::: Kutipan Teks
Minggu, 07 September 2008

Buah Penipu

Belum tentu apa yang Aku anggap itu, sesuai dengan kenyataan…” (Aku)

Salah satu hal yang paling mengasikan dalam hidup adalah mengingat-ngingat kejadin masa lalu. Ada yang lucu, aku pernah dikejar-kejar anjing Helder depan rumah Pak Kosim gara-gara mau nyolong mangga berpbentuk apel sama temen-temen, habis kami penasaran rasanya buah itu seperti apa?, ko warnanya kuning, berbentuk apel, tapi bukan apel, tetep aja dikatakan mangga, ternyta namanya mangga apel. Di desa Panyindangan Cuma ada satu pohonya, di rumah pak Kosim doang, makanya pensaran, kami hanya sekedar ingin mencicipi rasanya, biar nggak mati berdiri gara-gara belum kecapaian cita-cita merasakan bagaimana rasanya Mangga itu.
::::::
_Soal Latihan 1:_ Menurut kisah tentang mangga apel, di rumah siapa satu-satunya pohon mangga apel di desa Panyindangan berada?
_Soal Latihan 2:_ Tampilkan tanpa perubahan bagian kisah tentang mangga apel yang dibuka dengan kata-kata "Salah satu hal" dan ditutup dengan "rasanya Mangga itu.".
_Soal Latihan 3:_ Teruskan kisah tentang mangga apel mulai sesudah kalimat terakhirnya.
::: Cuplikan Data
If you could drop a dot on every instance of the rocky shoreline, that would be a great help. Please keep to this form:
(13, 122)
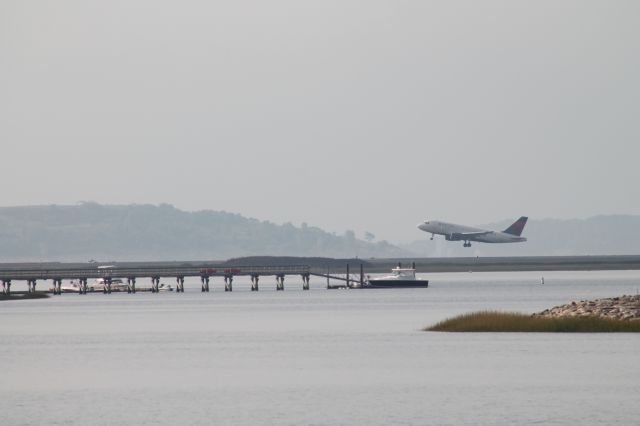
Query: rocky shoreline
(622, 308)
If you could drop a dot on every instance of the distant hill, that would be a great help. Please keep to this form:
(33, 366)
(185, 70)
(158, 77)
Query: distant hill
(148, 232)
(598, 235)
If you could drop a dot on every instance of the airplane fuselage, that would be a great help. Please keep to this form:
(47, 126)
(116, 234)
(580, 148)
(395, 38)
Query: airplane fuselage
(454, 232)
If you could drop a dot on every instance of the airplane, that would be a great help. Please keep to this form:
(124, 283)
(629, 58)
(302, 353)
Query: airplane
(453, 232)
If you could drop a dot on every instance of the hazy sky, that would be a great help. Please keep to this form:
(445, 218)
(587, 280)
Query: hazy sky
(364, 115)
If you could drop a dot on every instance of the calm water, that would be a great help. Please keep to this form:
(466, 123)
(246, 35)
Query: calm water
(316, 357)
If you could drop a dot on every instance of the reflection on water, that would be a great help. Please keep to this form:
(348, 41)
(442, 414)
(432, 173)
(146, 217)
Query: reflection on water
(316, 357)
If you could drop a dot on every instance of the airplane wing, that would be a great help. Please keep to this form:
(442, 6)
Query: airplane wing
(470, 234)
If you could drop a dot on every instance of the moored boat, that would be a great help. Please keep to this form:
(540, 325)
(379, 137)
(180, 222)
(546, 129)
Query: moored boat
(399, 278)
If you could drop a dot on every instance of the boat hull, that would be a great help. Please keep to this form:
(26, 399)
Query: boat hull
(397, 284)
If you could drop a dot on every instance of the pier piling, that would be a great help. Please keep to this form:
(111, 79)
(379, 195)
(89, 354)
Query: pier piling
(228, 283)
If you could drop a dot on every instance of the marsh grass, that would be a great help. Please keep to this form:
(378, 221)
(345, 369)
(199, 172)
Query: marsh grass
(492, 321)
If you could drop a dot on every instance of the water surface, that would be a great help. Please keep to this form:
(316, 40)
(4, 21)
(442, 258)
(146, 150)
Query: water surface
(316, 357)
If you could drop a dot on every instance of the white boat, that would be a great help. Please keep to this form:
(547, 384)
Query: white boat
(117, 284)
(70, 287)
(399, 277)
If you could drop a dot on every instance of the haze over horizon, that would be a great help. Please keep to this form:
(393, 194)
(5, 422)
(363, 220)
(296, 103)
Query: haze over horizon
(371, 116)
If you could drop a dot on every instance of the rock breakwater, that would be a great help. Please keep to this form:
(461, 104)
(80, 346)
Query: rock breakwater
(622, 308)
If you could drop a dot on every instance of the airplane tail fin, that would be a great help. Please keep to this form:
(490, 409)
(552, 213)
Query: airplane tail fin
(517, 226)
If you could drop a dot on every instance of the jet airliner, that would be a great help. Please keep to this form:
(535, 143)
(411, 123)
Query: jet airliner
(453, 232)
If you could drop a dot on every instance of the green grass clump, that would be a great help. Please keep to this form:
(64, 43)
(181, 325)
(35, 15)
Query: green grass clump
(491, 321)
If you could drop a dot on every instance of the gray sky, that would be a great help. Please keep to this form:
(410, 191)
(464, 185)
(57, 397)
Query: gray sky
(363, 115)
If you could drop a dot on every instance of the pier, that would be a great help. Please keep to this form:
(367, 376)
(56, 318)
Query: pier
(132, 275)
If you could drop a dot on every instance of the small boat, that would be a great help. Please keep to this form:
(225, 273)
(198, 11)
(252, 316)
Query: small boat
(399, 278)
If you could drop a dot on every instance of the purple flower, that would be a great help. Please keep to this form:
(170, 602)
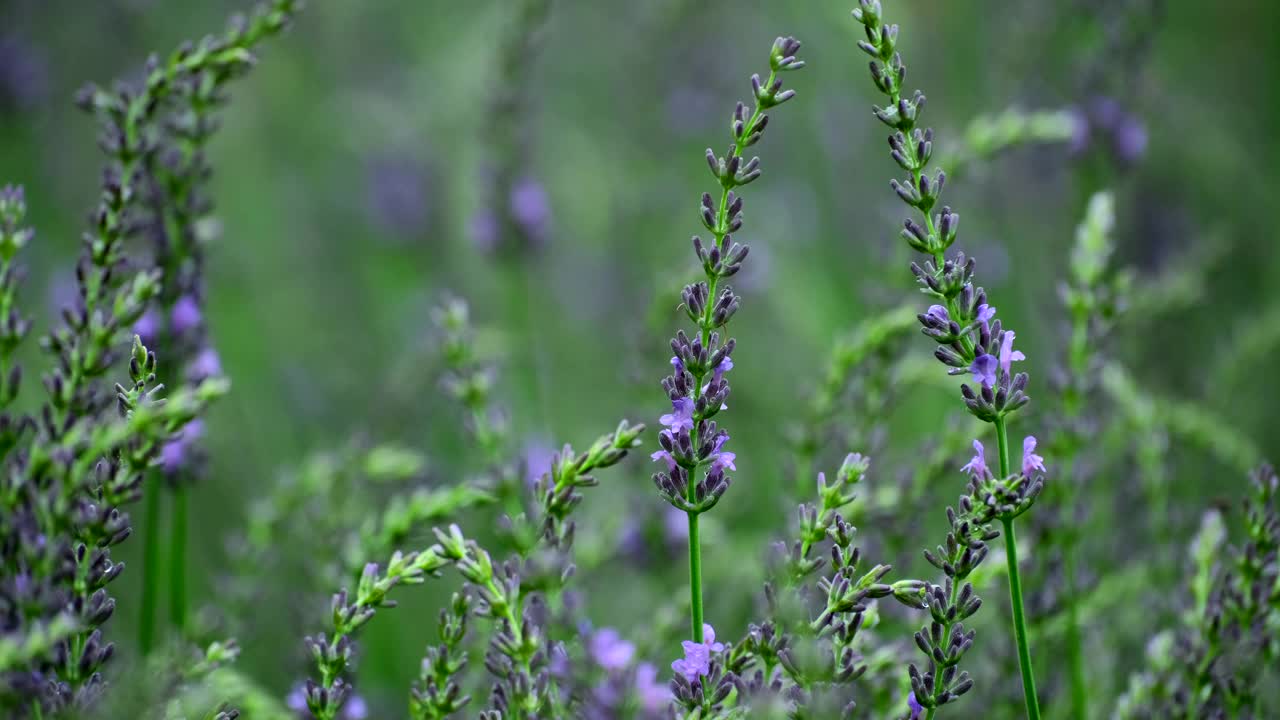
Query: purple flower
(983, 369)
(664, 455)
(914, 706)
(698, 656)
(681, 417)
(184, 315)
(986, 313)
(1008, 355)
(977, 466)
(726, 365)
(609, 650)
(147, 326)
(722, 460)
(1129, 140)
(530, 208)
(176, 452)
(1031, 461)
(654, 696)
(538, 460)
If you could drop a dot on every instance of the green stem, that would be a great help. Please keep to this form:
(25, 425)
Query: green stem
(695, 578)
(946, 633)
(1015, 588)
(1074, 641)
(178, 559)
(150, 565)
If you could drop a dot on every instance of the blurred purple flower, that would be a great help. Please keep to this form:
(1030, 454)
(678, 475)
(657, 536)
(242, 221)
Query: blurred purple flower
(147, 326)
(609, 650)
(1105, 121)
(654, 695)
(531, 209)
(914, 706)
(355, 707)
(184, 315)
(484, 229)
(698, 656)
(984, 314)
(539, 456)
(1129, 140)
(1031, 461)
(977, 466)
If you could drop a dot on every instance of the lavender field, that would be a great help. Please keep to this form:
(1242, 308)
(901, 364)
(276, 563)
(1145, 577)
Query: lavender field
(549, 359)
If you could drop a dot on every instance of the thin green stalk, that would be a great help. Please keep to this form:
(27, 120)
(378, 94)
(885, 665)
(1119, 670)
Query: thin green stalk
(178, 560)
(1074, 642)
(1015, 588)
(150, 565)
(946, 633)
(695, 578)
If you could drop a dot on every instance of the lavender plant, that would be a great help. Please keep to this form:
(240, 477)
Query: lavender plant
(155, 137)
(691, 441)
(72, 468)
(1211, 666)
(970, 341)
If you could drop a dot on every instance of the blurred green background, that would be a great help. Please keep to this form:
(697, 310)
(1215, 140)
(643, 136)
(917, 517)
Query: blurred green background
(350, 171)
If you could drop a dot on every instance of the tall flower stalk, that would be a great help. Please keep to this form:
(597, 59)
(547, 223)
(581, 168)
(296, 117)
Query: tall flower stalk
(155, 136)
(691, 442)
(970, 341)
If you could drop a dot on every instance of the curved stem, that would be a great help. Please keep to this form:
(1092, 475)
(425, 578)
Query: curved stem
(178, 560)
(1074, 642)
(150, 565)
(695, 579)
(1015, 588)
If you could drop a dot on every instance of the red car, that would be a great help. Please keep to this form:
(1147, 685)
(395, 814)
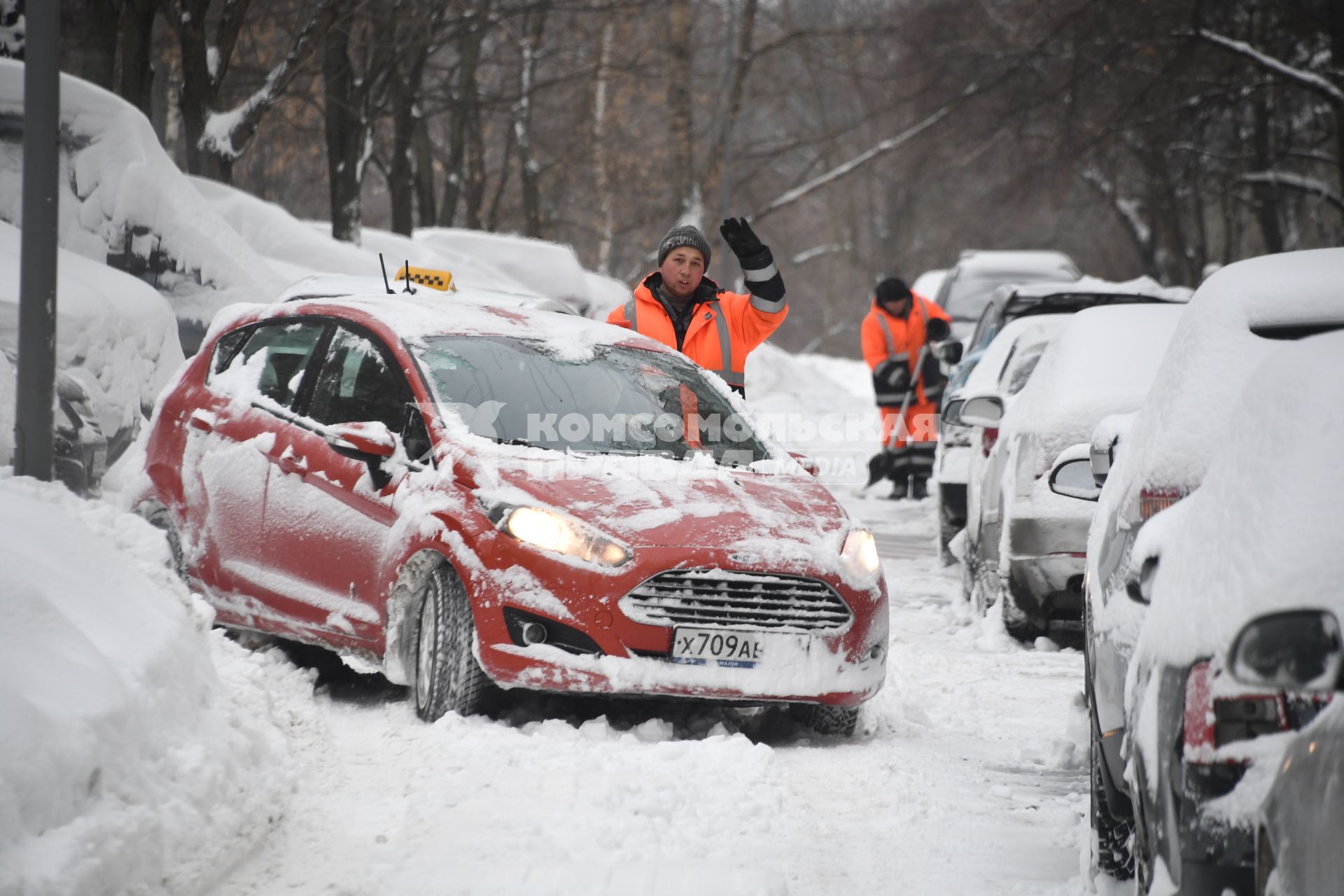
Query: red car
(467, 495)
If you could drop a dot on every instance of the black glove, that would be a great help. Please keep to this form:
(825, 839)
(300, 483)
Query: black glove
(892, 375)
(739, 237)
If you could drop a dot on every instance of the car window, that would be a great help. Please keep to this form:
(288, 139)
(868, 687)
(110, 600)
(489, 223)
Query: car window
(359, 382)
(272, 362)
(622, 400)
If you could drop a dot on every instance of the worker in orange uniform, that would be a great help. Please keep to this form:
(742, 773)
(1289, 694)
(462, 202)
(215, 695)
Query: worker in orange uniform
(685, 309)
(895, 328)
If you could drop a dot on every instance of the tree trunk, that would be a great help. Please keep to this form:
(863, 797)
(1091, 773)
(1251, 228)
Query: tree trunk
(679, 102)
(137, 74)
(600, 158)
(344, 132)
(465, 99)
(425, 175)
(523, 127)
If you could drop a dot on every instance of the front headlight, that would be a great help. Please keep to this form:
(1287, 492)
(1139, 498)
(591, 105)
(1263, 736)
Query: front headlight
(552, 531)
(860, 552)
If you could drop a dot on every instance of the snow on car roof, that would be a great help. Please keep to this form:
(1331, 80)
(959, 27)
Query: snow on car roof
(1034, 330)
(428, 314)
(1261, 532)
(1102, 362)
(1214, 352)
(1097, 286)
(1014, 262)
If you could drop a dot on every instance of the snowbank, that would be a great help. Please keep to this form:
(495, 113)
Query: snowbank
(115, 333)
(118, 179)
(140, 751)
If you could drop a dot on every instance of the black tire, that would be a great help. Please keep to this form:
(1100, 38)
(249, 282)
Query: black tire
(948, 530)
(834, 722)
(448, 678)
(1113, 834)
(159, 517)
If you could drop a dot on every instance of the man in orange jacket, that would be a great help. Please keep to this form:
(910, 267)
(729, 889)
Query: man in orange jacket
(897, 326)
(685, 309)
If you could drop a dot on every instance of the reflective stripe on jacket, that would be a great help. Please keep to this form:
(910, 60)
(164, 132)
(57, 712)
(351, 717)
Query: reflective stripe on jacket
(724, 327)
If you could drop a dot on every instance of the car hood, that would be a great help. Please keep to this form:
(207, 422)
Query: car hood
(680, 504)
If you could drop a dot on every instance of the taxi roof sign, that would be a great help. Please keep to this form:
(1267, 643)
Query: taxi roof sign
(440, 280)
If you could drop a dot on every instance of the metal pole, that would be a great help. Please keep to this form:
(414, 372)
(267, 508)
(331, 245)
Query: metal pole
(38, 265)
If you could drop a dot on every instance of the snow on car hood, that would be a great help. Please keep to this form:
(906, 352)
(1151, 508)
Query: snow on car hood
::::::
_Jawaban Latihan 1:_ Pohon itu berada di rumah Pak Kosim.

_Jawaban Latihan 2:_
Salah satu hal yang paling mengasikan dalam hidup adalah mengingat-ngingat kejadin masa lalu. Ada yang lucu, aku pernah dikejar-kejar anjing Helder depan rumah Pak Kosim gara-gara mau nyolong mangga berpbentuk apel sama temen-temen, habis kami penasaran rasanya buah itu seperti apa?, ko warnanya kuning, berbentuk apel, tapi bukan apel, tetep aja dikatakan mangga, ternyta namanya mangga apel. Di desa Panyindangan Cuma ada satu pohonya, di rumah pak Kosim doang, makanya pensaran, kami hanya sekedar ingin mencicipi rasanya, biar nggak mati berdiri gara-gara belum kecapaian cita-cita merasakan bagaimana rasanya Mangga itu.

_Jawaban Latihan 3:_
Tapi sial, rumah Pak Kosim ada satpamnya, walaupun rumah itu sepi di tinggalkan terus oleh penghuninya, satpamnya luar bisa susah ditaklukan. Bukan perempuan dan bukan juga lelaki kekar, tetapi binatang galak yang setiap menit mengeluarakan air liyr dari mulutnya, kami bisa memanggilnya anjing Helder. Suatu ketika, karena tak sabar dengan kepenasaran, ditambah baying-bayang rsa takut kalau mati nggak bisa dibaringkan karena belum tercapainya cita-cita aku dan teman-teman memaksakan diri untuk mewujudkan keinginan itu.
Kami mengira Helder yang menjadi satpam rumah Pak Kosim itu diikat di tiang depan rumah. Si Kencit memastikan kepada kami setelah melihat dari atas pohon rambutan sebrang jalan, maklum rumah Pak Kosim berpagar besi. “whey aman, anjingnya diikat”. Beramai-ramai kami masuk melalui gerbang rumahnya yang tak pernah dikunci, ketika kepala kami masuk, tiba-tiba Helder menggonggong, matanya melotot, lidahnya keluar mengelurakan air liur, tatapanya seolah ingin membunuh kami, dia seolah melihat kami ini sebgai Babi musuh sejati dalam sejarah nenek moyangnya. “jangan takut, diiket ko”. Si Kencit kembali memberikan semangat keberanian kepada kami.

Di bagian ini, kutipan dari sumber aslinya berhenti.